[Records from a data source]

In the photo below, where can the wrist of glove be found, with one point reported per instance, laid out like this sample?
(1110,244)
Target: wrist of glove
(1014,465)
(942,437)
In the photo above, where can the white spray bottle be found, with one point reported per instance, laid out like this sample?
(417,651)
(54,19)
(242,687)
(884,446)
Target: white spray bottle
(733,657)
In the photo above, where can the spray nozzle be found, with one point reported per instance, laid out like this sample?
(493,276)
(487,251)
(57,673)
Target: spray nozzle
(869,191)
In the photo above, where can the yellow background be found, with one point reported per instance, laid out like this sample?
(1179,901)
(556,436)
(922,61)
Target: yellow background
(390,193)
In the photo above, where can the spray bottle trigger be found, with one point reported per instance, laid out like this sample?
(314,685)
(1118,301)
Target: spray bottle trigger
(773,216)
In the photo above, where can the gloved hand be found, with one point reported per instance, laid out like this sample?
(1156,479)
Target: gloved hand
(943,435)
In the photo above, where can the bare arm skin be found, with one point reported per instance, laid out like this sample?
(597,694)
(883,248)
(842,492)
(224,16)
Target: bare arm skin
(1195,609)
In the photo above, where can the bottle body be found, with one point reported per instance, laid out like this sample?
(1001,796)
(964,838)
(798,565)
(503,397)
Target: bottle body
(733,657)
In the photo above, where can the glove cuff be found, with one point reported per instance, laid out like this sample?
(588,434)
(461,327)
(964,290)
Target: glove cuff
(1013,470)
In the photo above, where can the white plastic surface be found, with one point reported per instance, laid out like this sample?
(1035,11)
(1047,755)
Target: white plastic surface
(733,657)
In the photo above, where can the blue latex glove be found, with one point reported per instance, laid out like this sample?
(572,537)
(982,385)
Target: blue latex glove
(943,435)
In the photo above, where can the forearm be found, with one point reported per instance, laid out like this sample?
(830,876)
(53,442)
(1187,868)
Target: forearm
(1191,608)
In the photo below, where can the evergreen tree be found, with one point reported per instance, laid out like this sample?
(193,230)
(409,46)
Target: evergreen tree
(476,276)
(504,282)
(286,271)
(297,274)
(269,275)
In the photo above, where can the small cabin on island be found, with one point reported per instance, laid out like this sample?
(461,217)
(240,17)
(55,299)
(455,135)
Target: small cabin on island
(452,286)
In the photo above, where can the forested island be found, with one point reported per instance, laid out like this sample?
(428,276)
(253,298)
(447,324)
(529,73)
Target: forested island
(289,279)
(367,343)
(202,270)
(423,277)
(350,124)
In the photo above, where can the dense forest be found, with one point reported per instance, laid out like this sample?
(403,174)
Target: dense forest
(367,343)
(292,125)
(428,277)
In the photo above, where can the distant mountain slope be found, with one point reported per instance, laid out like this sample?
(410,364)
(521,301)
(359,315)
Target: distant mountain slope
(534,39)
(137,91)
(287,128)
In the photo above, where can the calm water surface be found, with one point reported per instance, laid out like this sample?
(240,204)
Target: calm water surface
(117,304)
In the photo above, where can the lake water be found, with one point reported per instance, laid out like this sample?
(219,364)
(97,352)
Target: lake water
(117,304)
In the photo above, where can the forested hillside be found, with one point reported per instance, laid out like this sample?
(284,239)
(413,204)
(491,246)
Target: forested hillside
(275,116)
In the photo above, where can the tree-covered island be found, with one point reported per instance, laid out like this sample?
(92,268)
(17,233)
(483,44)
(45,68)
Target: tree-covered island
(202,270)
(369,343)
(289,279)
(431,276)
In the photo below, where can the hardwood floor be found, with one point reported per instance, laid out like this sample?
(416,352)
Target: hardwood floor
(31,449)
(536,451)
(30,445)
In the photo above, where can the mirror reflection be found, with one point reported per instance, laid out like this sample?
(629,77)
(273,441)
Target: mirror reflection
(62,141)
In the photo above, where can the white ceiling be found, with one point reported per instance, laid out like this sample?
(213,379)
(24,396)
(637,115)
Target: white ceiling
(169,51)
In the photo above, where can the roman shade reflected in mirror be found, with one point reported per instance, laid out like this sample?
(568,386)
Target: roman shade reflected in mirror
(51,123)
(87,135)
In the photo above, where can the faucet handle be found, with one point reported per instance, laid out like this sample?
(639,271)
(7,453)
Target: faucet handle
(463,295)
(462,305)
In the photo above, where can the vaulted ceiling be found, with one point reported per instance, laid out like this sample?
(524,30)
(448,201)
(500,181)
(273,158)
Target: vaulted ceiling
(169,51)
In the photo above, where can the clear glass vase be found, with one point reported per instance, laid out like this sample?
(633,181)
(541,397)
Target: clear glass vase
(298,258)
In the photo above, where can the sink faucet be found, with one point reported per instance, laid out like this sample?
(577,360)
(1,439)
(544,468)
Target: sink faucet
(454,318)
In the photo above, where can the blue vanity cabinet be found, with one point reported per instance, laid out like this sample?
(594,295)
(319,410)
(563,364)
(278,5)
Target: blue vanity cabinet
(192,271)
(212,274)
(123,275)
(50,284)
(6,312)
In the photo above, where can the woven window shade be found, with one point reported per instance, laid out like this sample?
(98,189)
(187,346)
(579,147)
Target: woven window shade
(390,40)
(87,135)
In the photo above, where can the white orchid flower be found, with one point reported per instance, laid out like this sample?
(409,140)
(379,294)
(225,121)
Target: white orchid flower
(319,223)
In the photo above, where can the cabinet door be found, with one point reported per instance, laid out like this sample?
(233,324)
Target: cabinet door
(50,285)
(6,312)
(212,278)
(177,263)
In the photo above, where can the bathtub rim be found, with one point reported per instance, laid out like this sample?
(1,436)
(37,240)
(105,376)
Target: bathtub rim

EXERCISE DETAILS -> Copy out all of the material above, word for word.

CORRECT RESPONSE ->
In the photo below, where can the wrist of glove be found, with one point reported per instance, laid out like this sample?
(1110,244)
Target: wrist of glove
(1014,465)
(942,437)
In the photo above, where can the white spray bottle be found, with one point reported per instance, laid out like this sample?
(417,651)
(54,19)
(242,687)
(884,446)
Target: white spray bottle
(733,657)
In the photo above, where can the spray nozzle be found, with one point reported per instance, laid out like this sample?
(493,276)
(487,251)
(57,673)
Target: spray nozzle
(869,191)
In the photo above, where can the yellow background be found, with one point reported per instance, laid out like this sample?
(1179,901)
(556,436)
(922,61)
Target: yellow background
(390,193)
In the photo above, where can the spray bottle trigger be found, with one point reported per instance, laid out like this sample?
(314,685)
(1118,301)
Target: spray bottle trigger
(773,216)
In the photo above, where can the gloved hand be found, with one point reported per instance, laid out like this sample?
(1156,479)
Target: gloved hand
(943,435)
In the photo above, where can the bare arm skin be found, with one point reported per instance, laid out like this sample?
(597,694)
(883,248)
(842,492)
(224,16)
Target: bare arm skin
(1195,609)
In the photo above, where can the bottle body be found, with one point reported per instance, laid out like this sample?
(1001,796)
(964,838)
(798,565)
(503,397)
Target: bottle body
(733,657)
In the photo above, where can the glove cuff be found, with one point reported per instance, laid out like this sample?
(588,434)
(461,327)
(964,290)
Target: glove cuff
(1013,470)
In the photo above, where can the white plastic surface be found, with one point reported per instance, laid out like this sample?
(1035,11)
(1047,755)
Target: white plastic surface
(733,657)
In the photo above, where can the blue latex glove be found, with one point reported per instance, laid out like this sample?
(572,537)
(982,385)
Target: blue latex glove
(943,435)
In the photo above, where can the forearm be found, with one point reported per instance, laid out like this sample?
(830,876)
(53,442)
(1187,868)
Target: forearm
(1191,608)
In the photo below, where can the evergreen tree be found, with one point reported per instance, laid out like this sample?
(193,230)
(409,46)
Target: evergreen tree
(476,276)
(504,282)
(286,271)
(297,274)
(269,275)
In the photo above, where can the small cabin on island be found, with one point reported per instance, laid out like this sample?
(461,217)
(240,17)
(55,299)
(455,135)
Target: small cabin on island
(452,286)
In the photo above, where can the forested island be found, with one point reported per instance, laid out like this sample?
(428,276)
(253,298)
(447,324)
(529,73)
Target: forested island
(289,279)
(367,343)
(202,270)
(423,277)
(350,124)
In the photo above, where can the dense forest be found, with one point reported per instance, laid out like this sample?
(403,174)
Target: dense forest
(367,343)
(292,125)
(428,277)
In the photo above, where can the distant mountain slope be found, with one point reported per instance, laid out like this sample?
(410,364)
(521,301)
(359,315)
Target: distant mountain slope
(534,39)
(137,91)
(287,128)
In the photo above, where can the calm water surface be found, with one point reported per instance, laid out like this sample?
(240,204)
Target: calm water surface
(117,304)
In the photo above, where can the lake water be found, with one point reported per instance, laid out like this sample?
(219,364)
(97,352)
Target: lake water
(117,304)
In the photo above, where can the forested hillside be found, with one point reported per instance, laid out like this sample?
(284,239)
(413,204)
(491,246)
Target: forested hillside
(275,116)
In the photo above, where can the tree-covered island be found, with one point reported per instance, laid out like this sample?
(92,268)
(17,233)
(483,44)
(45,68)
Target: tree-covered island
(202,270)
(369,343)
(289,279)
(431,276)
In the photo below, where can the hardwood floor be found, with one point reported per instance, laid out like this sample?
(416,352)
Target: hardwood floor
(31,449)
(536,451)
(30,445)
In the photo above, where can the mirror reflection be found, with one point reported per instance, laid out like this sample?
(629,77)
(273,441)
Target: mirror reflection
(62,141)
In the photo above, where can the white ceiling be found, with one point reported per instance, laid out like this sample?
(213,379)
(24,396)
(637,115)
Target: white ceiling
(169,51)
In the photo above, where can the roman shade reflected in mirror be found, with one point reported per instance, laid out like this sample?
(568,386)
Target: roman shade reflected in mirror
(51,123)
(87,135)
In the photo above, where can the faucet handle be found, with one point reported per instance, laid out like this sample?
(639,271)
(7,453)
Target: faucet handle
(463,295)
(462,305)
In the photo above, where can the vaulted ceiling be found, with one point reported per instance, laid out like this sample?
(524,30)
(448,201)
(500,181)
(273,158)
Target: vaulted ceiling
(169,51)
In the photo above, where can the clear glass vase be found, with one point reported per instance, laid out like this sample?
(633,181)
(541,397)
Target: clear glass vase
(298,258)
In the photo above, where can the sink faucet be found, with one point reported per instance, laid out like this sample?
(577,360)
(1,439)
(544,468)
Target: sink faucet
(454,318)
In the photo above, where can the blue vanity cabinet be found, with one point reported per instance, laid out like this sample?
(594,295)
(319,410)
(563,364)
(278,5)
Target: blue vanity cabinet
(192,271)
(212,274)
(123,275)
(50,284)
(6,312)
In the photo above, where can the woven window shade be found, with one point reported per instance, laid out like this sample?
(98,189)
(187,346)
(579,147)
Target: woven window shade
(390,40)
(87,135)
In the photo above, where can the white orchid flower be found, with one point reported per instance, laid out like this sample?
(409,140)
(379,294)
(225,121)
Target: white orchid flower
(319,223)
In the photo above, where can the cabinet door be found, with one point reported per instance, laid out like this sample?
(233,324)
Target: cabinet door
(50,285)
(6,312)
(212,278)
(177,263)
In the photo above, where can the bathtub rim be found, with one point reported per instance, laid out like this sample?
(1,436)
(37,240)
(105,376)
Target: bathtub rim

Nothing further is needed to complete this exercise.